** Start of Records for processing **

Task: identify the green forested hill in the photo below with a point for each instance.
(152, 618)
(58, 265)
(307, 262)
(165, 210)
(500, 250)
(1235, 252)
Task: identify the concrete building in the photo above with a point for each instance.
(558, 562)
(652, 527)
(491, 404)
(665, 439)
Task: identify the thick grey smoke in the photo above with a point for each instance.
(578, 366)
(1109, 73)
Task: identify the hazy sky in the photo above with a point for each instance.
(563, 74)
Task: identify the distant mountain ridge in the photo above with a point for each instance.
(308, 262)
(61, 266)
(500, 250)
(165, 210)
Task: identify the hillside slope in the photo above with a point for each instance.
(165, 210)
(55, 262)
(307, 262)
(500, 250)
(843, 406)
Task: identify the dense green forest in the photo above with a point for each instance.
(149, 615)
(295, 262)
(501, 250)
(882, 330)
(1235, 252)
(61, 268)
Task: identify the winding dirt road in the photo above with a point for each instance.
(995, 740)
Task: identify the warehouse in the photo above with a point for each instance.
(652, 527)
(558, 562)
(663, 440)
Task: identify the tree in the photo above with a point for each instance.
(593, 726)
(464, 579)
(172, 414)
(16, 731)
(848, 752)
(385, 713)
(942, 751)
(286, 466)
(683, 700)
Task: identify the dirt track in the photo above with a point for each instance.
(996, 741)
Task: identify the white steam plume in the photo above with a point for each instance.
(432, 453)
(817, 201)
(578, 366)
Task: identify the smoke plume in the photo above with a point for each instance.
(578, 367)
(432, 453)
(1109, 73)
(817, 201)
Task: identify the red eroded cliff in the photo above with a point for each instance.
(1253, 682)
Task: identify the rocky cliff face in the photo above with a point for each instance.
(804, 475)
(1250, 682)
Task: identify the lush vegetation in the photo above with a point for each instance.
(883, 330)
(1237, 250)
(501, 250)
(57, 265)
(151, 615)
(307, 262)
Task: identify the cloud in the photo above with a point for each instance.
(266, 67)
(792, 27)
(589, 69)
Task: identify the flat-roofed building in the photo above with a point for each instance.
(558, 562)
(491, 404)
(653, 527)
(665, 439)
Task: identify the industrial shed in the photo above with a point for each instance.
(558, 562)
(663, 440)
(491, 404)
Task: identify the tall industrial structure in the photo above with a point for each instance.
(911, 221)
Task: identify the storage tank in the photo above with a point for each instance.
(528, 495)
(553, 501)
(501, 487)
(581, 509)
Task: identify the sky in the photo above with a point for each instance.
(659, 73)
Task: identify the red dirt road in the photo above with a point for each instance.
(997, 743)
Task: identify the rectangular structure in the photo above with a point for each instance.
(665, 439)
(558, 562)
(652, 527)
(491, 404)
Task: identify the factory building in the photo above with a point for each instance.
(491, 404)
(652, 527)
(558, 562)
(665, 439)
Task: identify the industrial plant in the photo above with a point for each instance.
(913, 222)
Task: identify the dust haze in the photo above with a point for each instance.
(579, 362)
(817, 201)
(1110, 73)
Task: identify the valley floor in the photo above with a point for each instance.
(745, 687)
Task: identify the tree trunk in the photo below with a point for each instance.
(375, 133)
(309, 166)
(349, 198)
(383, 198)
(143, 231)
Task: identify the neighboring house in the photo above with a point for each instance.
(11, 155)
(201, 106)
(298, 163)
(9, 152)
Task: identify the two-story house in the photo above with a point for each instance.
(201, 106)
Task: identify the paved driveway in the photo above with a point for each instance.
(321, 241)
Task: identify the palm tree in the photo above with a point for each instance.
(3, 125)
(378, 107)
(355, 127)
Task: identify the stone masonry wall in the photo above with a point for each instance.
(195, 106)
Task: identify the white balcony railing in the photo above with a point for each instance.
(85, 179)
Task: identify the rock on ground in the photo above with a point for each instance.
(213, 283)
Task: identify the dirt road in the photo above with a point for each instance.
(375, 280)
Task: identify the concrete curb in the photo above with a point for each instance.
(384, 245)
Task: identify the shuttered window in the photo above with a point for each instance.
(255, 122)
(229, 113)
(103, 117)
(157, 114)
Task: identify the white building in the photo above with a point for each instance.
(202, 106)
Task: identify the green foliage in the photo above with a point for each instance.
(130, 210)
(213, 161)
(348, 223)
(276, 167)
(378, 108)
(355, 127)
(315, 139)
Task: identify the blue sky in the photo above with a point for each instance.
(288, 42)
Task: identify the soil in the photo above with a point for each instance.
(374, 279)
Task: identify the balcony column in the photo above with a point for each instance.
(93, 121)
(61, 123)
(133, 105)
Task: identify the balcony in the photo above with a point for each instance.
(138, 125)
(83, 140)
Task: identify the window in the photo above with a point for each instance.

** End of Records for processing **

(What to work on): Return every one of the records above unchanged, line for line.

(The reply):
Task: identify the green forested hill in the photo below with a point for each instance.
(152, 618)
(58, 265)
(307, 262)
(165, 210)
(500, 250)
(1235, 252)
Task: identify the concrete building in the photo above with a point for each instance.
(558, 562)
(652, 527)
(491, 404)
(665, 439)
Task: identify the thick grey smoke in the photo above with a point for each instance.
(578, 366)
(1109, 73)
Task: identify the hazy sky in the photo above with a point for each instance.
(563, 74)
Task: identify the distant mountain ridge in the photo above with a point for each instance.
(308, 262)
(61, 266)
(500, 250)
(165, 210)
Task: identify the hillside slope in the photo above with a point for each instance.
(165, 210)
(55, 262)
(307, 262)
(500, 250)
(843, 406)
Task: identify the dense green forest in the photo above with a point for each instance.
(149, 615)
(295, 262)
(501, 250)
(882, 330)
(1235, 252)
(61, 268)
Task: identify the winding dirt road in the photo above with a point for each instance.
(995, 740)
Task: identify the warehouse in the photo above with a point for each instance.
(652, 527)
(558, 562)
(663, 440)
Task: identify the tree in the photo above with a point for each instance.
(593, 726)
(464, 579)
(172, 414)
(16, 731)
(848, 752)
(385, 713)
(942, 751)
(286, 466)
(683, 700)
Task: identify the dirt track in the photo above with a point for each instance.
(996, 741)
Task: identify the white steam plume in the photo above with a point for each instance.
(432, 453)
(817, 201)
(578, 366)
Task: identify the smoke plume in the photo above with a point for each instance.
(578, 367)
(432, 453)
(1109, 73)
(817, 201)
Task: identify the red eroded cliff in the photo above with a point for each instance.
(1253, 682)
Task: identify the rocky cliff face in the photo above with a point for each instance.
(804, 475)
(1250, 682)
Task: identify the lush vegetation in the photo above with a point for each instance.
(883, 330)
(1237, 250)
(501, 250)
(57, 265)
(151, 615)
(307, 262)
Task: identify the cloud in the photo above with a point for each instance.
(266, 67)
(792, 27)
(589, 69)
Task: identify the flat-roofed building in the photo above with a point for each instance.
(558, 562)
(491, 404)
(653, 527)
(665, 439)
Task: identify the industrial shed in the photo above with a point for each instance.
(558, 562)
(663, 440)
(491, 404)
Task: identify the tall industrial structure in the photo above with a point for each instance.
(911, 221)
Task: identify the storage tank in the photo above with a point for each instance.
(528, 495)
(553, 501)
(501, 487)
(581, 509)
Task: identify the sky in the photo above with a point for each instance.
(659, 73)
Task: identify the red dirt road in the photo above with a point for each instance.
(997, 743)
Task: identify the rectangular structure in the photo above with a point for each instance.
(665, 439)
(558, 562)
(652, 527)
(491, 404)
Task: identify the factory building in the photo above with a point for each instance.
(491, 404)
(652, 527)
(558, 562)
(665, 439)
Task: identify the industrial plant in the photo above with a point for each instance.
(913, 222)
Task: identify the dust haze in the photo above with a point for each instance.
(579, 362)
(817, 201)
(1110, 73)
Task: identify the valley floor in the photo above with a point for each instance.
(745, 687)
Task: identify the tree trunk in the photo below with a point for each instance.
(375, 133)
(309, 166)
(349, 198)
(383, 198)
(143, 231)
Task: identify the neighboring house in the photo above with a point for each instance.
(11, 155)
(201, 106)
(298, 163)
(9, 152)
Task: identify the two-story house in the photo above with a point for each instance.
(201, 106)
Task: identify the paved driveway in the photo above with a point for each instance.
(321, 241)
Task: identify the palm tree in the photo above with a point for each instance.
(3, 125)
(378, 107)
(355, 127)
Task: identify the stone masonry wall in the photo above with a point for each instance.
(195, 106)
Task: identify the white balcony railing in the photo above with a point for each instance.
(85, 179)
Task: identify the rock on ground in the photo above with a point for each instance.
(213, 283)
Task: identify the dirt road in the photo above with a point for each instance.
(375, 280)
Task: identify the concrete curb in the photo above with a point for each instance.
(384, 245)
Task: identify the shuttered window in the photo above with a point for each instance.
(255, 122)
(229, 113)
(103, 117)
(157, 114)
Task: identify the white building in the photo above with a point for each instance.
(202, 106)
Task: identify the green foliage in the photo above with a point for each instance.
(130, 210)
(213, 161)
(348, 223)
(276, 167)
(378, 108)
(355, 127)
(315, 139)
Task: identify the blue sky in the photo above with a point for each instance.
(288, 42)
Task: identify the soil in the photo above with a point for each instance.
(374, 279)
Task: identify the balcony column in the photo above with a point for each instance.
(93, 121)
(61, 123)
(133, 105)
Task: identify the balcony in the photo above with a point for each instance.
(138, 125)
(83, 140)
Task: identify the window in the photo above with a point for each instance.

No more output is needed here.